Dataset excerpt:
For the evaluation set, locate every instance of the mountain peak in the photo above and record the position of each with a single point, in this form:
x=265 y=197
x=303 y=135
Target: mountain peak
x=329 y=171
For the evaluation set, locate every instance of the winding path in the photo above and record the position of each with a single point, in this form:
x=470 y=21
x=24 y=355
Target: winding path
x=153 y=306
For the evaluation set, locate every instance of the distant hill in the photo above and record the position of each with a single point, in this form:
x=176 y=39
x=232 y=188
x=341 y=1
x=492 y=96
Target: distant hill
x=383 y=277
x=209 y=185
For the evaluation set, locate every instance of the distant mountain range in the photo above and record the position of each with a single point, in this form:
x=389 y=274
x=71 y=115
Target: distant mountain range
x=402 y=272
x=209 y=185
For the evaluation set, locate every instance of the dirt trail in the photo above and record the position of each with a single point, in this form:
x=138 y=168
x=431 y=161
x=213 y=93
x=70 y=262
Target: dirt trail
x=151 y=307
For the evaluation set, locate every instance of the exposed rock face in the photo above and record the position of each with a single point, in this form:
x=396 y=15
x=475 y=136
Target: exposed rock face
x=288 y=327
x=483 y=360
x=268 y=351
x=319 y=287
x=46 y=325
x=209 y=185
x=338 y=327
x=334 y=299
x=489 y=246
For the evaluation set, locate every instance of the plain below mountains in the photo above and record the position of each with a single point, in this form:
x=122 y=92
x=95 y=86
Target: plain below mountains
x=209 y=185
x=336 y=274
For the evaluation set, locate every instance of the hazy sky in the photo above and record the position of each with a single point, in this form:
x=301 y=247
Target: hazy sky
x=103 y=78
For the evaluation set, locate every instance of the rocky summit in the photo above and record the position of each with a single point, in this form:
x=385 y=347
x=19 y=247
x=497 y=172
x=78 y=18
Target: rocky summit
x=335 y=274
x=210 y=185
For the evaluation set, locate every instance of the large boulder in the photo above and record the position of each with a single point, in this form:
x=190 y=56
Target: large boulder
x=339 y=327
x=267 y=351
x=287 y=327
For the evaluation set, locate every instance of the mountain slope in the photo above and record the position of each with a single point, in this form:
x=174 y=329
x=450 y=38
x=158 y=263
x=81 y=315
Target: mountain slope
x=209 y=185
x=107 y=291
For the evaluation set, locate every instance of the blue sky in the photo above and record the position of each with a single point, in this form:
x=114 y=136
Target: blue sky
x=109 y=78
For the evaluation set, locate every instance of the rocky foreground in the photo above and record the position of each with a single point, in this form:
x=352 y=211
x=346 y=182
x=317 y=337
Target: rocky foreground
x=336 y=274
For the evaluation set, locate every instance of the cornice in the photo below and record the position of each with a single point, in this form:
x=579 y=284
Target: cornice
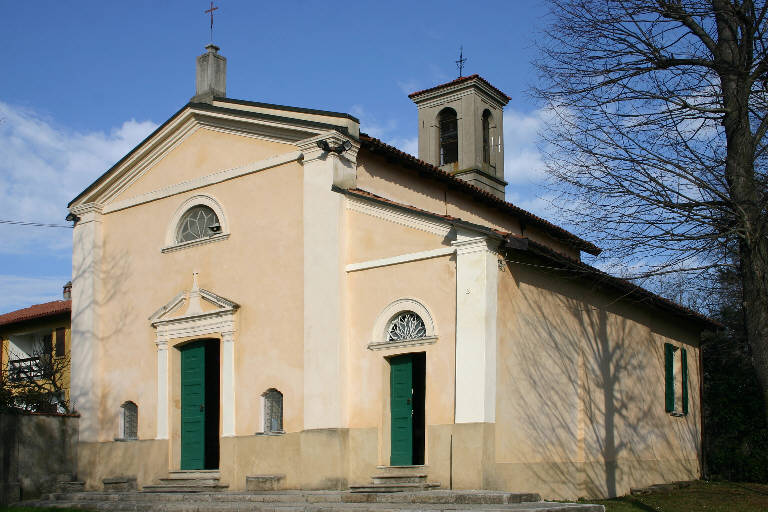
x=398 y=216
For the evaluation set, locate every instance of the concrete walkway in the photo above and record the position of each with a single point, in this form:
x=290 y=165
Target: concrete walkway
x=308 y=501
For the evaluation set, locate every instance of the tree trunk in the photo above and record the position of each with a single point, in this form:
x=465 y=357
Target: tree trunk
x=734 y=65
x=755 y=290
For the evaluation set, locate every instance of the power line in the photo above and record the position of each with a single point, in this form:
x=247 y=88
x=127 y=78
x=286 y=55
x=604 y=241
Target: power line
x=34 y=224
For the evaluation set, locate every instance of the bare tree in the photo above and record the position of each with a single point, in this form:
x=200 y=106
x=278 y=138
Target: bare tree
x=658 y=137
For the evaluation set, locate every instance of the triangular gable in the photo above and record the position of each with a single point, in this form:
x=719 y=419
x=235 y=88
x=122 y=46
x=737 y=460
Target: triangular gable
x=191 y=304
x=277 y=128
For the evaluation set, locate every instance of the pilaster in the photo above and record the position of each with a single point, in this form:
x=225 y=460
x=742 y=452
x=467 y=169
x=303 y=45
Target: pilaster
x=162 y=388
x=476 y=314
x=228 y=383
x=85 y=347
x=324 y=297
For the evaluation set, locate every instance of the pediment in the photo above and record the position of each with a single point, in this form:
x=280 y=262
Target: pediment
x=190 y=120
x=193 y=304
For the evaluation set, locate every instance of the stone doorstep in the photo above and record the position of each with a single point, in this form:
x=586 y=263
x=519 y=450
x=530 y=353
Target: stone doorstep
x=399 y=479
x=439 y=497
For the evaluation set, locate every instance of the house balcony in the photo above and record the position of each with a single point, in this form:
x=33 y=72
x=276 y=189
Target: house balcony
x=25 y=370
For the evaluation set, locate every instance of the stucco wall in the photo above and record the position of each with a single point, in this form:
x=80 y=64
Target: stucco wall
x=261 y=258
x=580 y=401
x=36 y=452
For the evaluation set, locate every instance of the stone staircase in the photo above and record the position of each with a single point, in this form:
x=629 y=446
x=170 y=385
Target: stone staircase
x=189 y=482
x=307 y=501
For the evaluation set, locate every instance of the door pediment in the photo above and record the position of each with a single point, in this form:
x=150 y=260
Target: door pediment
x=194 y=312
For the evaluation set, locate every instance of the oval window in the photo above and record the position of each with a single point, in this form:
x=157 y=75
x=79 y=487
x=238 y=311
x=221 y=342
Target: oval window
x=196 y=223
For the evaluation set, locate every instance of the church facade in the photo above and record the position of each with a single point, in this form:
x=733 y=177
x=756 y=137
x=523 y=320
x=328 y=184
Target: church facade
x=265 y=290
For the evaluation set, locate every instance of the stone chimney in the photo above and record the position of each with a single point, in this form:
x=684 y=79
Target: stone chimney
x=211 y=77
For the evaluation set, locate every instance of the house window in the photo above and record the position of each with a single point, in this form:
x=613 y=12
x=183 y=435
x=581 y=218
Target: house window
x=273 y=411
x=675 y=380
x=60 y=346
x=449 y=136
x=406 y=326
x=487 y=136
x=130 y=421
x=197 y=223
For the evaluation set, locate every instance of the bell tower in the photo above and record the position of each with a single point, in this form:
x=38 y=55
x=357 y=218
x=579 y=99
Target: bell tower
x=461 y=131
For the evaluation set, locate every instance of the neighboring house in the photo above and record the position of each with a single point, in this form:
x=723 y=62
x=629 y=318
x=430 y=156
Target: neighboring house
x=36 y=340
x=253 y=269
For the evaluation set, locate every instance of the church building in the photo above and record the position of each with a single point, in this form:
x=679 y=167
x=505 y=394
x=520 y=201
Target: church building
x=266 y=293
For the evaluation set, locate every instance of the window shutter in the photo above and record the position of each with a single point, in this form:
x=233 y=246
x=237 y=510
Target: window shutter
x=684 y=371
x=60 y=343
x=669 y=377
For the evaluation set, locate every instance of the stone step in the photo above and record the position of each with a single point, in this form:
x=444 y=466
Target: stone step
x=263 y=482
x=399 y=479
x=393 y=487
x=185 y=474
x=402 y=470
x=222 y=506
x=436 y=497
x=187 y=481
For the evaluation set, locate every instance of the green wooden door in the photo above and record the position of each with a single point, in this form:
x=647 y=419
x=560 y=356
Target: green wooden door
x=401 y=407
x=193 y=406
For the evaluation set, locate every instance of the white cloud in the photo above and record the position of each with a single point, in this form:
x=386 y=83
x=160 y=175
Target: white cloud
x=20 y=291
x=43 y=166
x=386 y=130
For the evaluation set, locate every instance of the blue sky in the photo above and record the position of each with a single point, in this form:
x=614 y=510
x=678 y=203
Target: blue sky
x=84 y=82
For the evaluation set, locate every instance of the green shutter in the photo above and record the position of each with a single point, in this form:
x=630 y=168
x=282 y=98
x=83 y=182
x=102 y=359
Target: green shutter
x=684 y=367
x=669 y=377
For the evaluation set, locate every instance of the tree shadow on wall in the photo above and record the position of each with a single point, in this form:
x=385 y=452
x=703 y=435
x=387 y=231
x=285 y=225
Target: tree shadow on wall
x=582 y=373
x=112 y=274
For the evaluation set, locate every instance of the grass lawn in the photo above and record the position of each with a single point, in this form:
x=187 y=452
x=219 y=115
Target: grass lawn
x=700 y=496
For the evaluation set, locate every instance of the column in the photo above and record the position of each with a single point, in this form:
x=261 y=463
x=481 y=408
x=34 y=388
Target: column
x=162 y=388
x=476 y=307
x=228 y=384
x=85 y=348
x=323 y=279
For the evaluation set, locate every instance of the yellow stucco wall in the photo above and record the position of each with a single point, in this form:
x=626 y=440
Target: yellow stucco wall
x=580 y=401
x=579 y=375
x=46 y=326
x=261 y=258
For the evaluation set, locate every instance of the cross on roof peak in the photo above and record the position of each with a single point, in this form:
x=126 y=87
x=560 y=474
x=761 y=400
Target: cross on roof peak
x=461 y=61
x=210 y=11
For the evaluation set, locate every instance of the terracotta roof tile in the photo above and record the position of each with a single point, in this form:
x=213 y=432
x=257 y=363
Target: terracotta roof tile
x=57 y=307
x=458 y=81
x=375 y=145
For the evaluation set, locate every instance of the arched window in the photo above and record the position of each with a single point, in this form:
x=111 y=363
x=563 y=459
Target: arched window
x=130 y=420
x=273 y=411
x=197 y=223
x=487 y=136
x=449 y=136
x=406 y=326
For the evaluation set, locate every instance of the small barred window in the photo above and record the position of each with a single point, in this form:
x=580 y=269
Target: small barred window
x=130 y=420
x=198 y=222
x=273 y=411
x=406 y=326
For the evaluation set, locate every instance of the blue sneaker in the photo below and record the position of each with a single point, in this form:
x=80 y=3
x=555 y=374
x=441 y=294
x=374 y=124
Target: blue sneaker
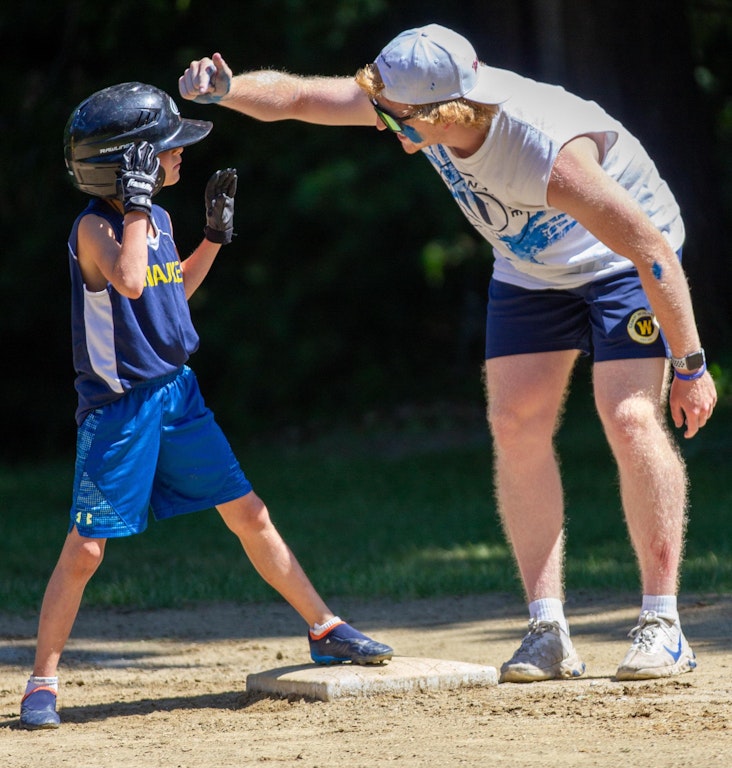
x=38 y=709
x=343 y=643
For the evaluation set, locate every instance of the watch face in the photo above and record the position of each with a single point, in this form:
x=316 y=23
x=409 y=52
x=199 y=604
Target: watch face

--

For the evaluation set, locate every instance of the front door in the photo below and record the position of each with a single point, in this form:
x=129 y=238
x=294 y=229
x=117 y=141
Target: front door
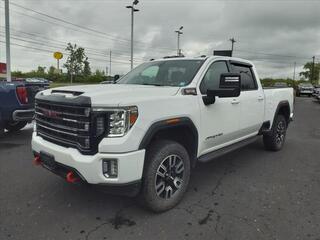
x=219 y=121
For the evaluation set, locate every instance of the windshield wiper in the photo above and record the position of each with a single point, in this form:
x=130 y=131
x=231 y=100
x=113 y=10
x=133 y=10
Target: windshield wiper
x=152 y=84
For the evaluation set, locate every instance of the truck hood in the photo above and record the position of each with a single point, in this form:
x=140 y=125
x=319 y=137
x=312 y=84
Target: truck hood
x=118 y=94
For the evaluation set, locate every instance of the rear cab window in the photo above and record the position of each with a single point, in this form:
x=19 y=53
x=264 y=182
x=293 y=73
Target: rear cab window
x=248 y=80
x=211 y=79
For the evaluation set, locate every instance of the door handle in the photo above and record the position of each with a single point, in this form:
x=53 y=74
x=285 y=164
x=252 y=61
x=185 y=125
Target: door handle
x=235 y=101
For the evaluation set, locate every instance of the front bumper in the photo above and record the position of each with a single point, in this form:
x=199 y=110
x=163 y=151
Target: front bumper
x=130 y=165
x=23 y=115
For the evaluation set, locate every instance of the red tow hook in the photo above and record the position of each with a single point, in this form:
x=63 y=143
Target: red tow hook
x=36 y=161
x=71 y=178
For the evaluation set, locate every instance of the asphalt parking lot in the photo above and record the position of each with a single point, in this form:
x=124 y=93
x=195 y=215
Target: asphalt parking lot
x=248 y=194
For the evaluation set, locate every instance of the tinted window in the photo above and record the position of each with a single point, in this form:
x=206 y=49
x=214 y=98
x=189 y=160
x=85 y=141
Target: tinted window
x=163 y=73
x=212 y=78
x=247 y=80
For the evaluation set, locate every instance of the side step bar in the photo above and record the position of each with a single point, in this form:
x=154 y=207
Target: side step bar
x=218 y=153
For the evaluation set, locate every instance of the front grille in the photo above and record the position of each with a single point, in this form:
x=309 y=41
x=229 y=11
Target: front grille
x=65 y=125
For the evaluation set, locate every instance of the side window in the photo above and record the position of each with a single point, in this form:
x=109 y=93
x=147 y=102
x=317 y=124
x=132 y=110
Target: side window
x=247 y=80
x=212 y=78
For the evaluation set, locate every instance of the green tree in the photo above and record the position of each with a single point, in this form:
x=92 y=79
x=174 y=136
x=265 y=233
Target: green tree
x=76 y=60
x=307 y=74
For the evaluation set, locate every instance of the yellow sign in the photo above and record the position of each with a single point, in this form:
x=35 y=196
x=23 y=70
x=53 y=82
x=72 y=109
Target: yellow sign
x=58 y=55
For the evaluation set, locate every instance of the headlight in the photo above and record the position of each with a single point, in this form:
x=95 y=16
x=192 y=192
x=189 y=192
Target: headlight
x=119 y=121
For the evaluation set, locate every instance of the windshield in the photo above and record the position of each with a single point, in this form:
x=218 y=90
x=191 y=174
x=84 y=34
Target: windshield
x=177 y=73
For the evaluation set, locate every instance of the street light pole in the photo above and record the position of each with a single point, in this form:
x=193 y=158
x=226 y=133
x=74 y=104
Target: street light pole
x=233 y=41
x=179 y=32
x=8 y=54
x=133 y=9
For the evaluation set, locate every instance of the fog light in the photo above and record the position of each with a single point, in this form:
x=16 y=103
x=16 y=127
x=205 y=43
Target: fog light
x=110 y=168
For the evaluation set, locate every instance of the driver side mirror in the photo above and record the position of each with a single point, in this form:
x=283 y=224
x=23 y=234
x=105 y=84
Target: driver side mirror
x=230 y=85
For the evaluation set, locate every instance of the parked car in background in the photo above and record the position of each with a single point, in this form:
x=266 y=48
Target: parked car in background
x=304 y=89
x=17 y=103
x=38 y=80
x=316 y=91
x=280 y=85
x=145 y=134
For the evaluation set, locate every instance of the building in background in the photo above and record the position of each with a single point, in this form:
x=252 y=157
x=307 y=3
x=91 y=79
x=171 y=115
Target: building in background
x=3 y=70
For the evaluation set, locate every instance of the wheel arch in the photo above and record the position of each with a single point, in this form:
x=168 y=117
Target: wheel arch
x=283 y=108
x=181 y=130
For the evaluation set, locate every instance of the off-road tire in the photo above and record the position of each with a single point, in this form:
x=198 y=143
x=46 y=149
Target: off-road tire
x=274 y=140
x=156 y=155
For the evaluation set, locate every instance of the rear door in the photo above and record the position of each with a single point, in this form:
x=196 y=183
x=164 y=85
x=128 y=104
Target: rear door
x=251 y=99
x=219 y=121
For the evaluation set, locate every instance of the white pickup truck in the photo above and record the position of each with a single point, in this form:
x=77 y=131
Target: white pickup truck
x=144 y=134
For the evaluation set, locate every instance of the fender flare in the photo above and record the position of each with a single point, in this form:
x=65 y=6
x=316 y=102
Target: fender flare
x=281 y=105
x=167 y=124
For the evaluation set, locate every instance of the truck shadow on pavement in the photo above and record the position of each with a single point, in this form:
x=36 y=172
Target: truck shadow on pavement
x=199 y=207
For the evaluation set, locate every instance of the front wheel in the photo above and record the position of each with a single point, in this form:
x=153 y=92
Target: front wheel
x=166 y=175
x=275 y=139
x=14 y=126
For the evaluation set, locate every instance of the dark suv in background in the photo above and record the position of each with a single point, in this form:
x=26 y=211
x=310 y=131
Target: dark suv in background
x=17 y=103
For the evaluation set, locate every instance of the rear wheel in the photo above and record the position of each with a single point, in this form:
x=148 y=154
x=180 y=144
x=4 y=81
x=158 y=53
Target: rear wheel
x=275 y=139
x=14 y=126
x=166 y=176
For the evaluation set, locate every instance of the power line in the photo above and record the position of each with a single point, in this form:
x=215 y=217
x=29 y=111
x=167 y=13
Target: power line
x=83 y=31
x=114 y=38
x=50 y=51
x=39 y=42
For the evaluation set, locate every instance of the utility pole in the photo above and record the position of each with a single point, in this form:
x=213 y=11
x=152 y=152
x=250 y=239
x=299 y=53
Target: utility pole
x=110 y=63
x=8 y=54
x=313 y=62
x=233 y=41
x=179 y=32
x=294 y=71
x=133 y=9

## WHAT IS REQUIRED
Repeat the records verbatim, starting at the line containing "the rocky summit" and ending with the line containing "x=210 y=185", including both of those lines.

## TASK SOLUTION
For the evaluation set, locate every instance of the rocky summit in the photo above and record the position of each with a single point, in this form:
x=385 y=347
x=19 y=247
x=497 y=172
x=78 y=18
Target: rocky summit
x=335 y=274
x=210 y=185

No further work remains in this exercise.